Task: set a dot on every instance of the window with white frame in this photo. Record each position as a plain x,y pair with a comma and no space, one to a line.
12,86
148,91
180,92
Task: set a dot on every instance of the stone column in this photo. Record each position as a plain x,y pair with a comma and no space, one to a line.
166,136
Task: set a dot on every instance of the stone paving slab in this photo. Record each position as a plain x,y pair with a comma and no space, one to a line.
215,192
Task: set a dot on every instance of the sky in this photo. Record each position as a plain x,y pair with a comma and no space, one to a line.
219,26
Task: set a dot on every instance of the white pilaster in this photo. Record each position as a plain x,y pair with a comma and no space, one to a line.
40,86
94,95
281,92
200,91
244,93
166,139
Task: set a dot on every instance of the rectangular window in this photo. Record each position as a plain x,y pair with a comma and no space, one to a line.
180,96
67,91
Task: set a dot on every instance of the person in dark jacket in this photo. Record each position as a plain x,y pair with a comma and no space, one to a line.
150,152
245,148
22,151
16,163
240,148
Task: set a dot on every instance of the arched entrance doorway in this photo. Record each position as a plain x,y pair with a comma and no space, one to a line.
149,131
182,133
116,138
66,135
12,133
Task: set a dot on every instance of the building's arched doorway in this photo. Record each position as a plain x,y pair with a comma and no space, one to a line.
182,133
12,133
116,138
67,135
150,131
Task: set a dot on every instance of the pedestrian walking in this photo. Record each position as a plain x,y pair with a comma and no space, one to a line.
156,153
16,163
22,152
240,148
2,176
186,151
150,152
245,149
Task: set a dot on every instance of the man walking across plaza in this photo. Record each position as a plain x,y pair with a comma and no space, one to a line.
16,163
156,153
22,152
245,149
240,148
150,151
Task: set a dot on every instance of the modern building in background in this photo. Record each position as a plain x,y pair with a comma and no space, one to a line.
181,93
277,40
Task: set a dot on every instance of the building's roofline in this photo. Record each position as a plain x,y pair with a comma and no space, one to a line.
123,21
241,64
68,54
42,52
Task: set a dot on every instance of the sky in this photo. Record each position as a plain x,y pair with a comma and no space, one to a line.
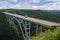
30,4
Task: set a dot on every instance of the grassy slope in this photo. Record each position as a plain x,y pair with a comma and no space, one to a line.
48,35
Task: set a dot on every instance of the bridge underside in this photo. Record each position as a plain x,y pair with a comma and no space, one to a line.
26,25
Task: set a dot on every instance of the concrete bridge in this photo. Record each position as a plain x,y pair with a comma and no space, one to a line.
25,22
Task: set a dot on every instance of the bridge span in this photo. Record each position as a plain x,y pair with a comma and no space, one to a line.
26,22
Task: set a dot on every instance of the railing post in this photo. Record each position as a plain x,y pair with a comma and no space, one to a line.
27,30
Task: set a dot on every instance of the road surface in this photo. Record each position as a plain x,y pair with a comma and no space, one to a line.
38,21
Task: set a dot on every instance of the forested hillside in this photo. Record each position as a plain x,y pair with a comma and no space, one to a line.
7,32
39,14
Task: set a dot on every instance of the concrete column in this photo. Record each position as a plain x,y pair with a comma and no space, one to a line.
27,30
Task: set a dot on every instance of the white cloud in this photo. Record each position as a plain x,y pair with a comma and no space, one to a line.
13,0
35,1
27,5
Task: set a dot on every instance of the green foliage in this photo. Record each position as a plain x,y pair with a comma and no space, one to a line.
39,14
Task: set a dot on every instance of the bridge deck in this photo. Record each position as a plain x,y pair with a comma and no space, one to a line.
39,21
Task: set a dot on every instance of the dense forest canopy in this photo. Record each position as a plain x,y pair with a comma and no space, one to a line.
14,33
39,14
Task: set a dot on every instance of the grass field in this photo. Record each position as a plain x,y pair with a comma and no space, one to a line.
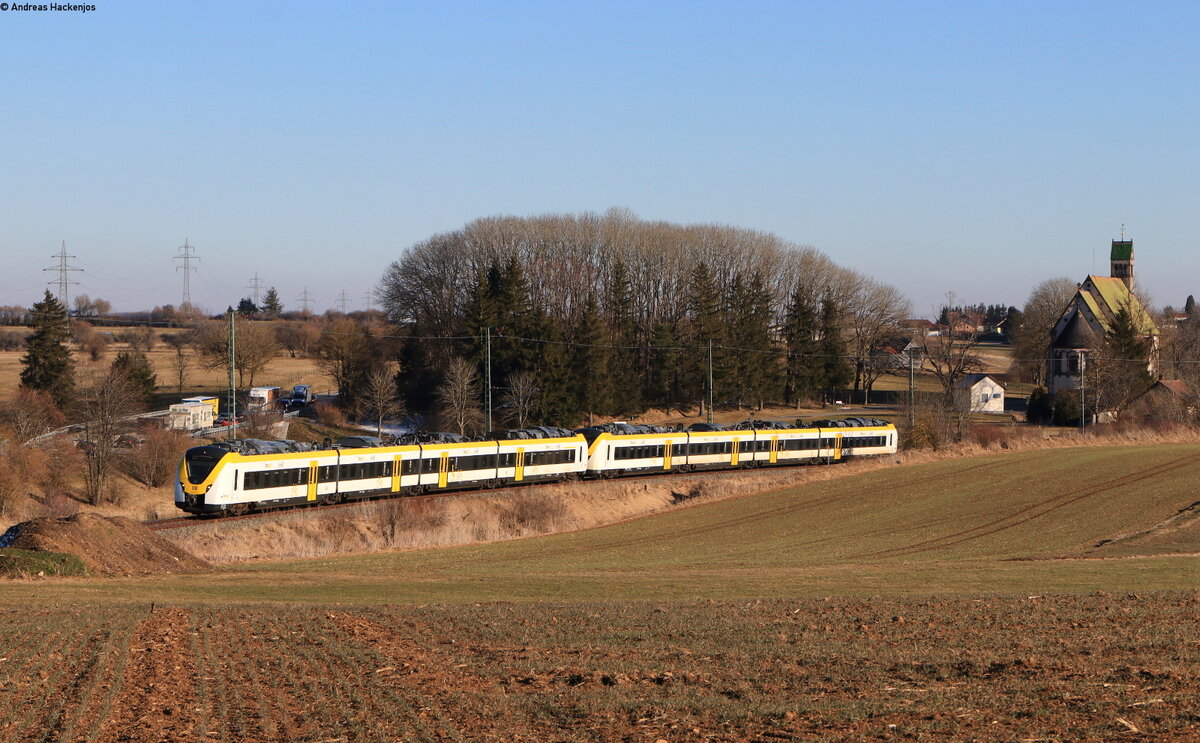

=====

TASK DIRECTIONS | What is needed is every record above, restated word for word, with the pictures left out.

RESPONSE FOR THIS EXERCISE |
Task: set a dot on every instance of the window with white frame in this photo. Record each position as a plain x,y pair with a comma and no space, one to a line.
12,86
148,91
180,92
Task: set a dot on every instance of the stone column in this photo. Record each position as a plain x,y pair with a comma and no space, one to a line.
166,136
Task: set a dot on every instance of the stone paving slab in this photo. Record each position as a plain x,y pair with a comma and no space, one to a line.
215,192
Task: set a dot on every instance of the sky in this photo. Record each position as a plain x,y pair with a comma and no space, one to a line.
219,26
Task: set a dot on every instance of the white pilaster in this photo. Record each position as a plain x,y pair with a comma and no space, one to a line.
40,86
94,95
281,92
200,91
244,93
166,139
Task: set a dot on every instance of the rectangular window in this photo. Record each position as a plain x,y pair with a comma and no space, one to a line.
180,96
67,91
Task: set a dot on every instance of the person in dark jacket in this photo. Record each position as a plain x,y pair with a comma and no space, one to a line.
150,152
245,148
22,151
16,163
240,148
Task: set a dot on every instance of the arched entrance doorway in this photo. Record each position as a plain x,y pair with a comma and no space, one to a line.
149,131
182,133
116,138
66,135
12,133
Task: set a dot on every instance of the building's arched doorway in this photo. Record each position as a plain x,y pair with a comma and no space, one to a line.
182,133
12,133
116,138
67,135
150,131
Task: set a dot on every instance of the pedestrian walking in this photo. Record each position as a plain x,y pair with a comma and no space, one to a line.
156,153
16,163
22,152
240,148
2,176
186,151
150,152
245,149
Task: set a dot on every instance of the man walking across plaza in this photo. Record each position as a plain x,y pair with a comma and no space, one to a line.
16,163
156,153
22,152
245,149
240,148
150,151
Task: set a dot on every instance of the modern building in background in this photo. Record each position as a plain x,y pair with a comma and no space, one to a line.
181,93
277,40
Task: set a dot on every instance of the building's roofline in this photo. Record each position as a plain x,y pair with a comma and no space, one to a line.
123,21
241,64
68,54
42,52
Task: set a dot on every instance of the sky in this photo. Record each position as a plain x,y pair with a comma and no space, one to a line.
30,4
Task: set a dot on every instance of the grassy slope in this photo. Record each position as a plain x,y pair with a comma and no space, one to a line.
48,35
Task: set a dot on every instance of the bridge underside in this photo. Record each position as a plain x,y pair with a comma and no space, one to a line.
26,25
Task: set a dot on every instance of the concrete bridge in this photo. Record each position as a plain x,y pair with a comma and no space, one to a line.
25,22
Task: set a dot on every instance of the bridge span in this photo. Record each position as a plain x,y pair with a comma and no space, one to a line.
26,22
Task: set a dot on every instance of the railing post in this photo. Record each position as a plain x,y pair with a comma and no space, one to a line.
27,30
Task: set a dot on every instance of the road surface in this photo. Record each position as a plain x,y pair with a comma and no space, one to a line.
38,21
Task: set a dot on every instance of the forested hillside in this photo. Record each position as a plain x,y pair with a comma and no space, one to a line.
7,32
39,14
Task: set a dot on every instance of the concrete column in this photo. Record each position as a plain x,y pair with a comma and no space, one to a line.
27,30
Task: set a dot on every instance of the white cloud in this photo. Record each position as a plain x,y pair with a comma and no space, one to a line.
13,0
35,1
27,5
Task: set a dot on every instance of the green foliage in this photo. Record each position as a plain x,y pair with a comma and no space, one to a line.
39,14
Task: set a dot on every instance of the bridge deck in this photo. Record each position as a plain x,y pair with a comma and no space, one to a line.
39,21
Task: set a dot on every instance of the dense forest canopy in this photo. Record each position as a plain x,y pair with a comma and no space, one to a line.
14,33
39,14
Task: set a dot on every instance of the grass field in this photo. Record each position as a plain x,y pair with a comma and no space, one to a line.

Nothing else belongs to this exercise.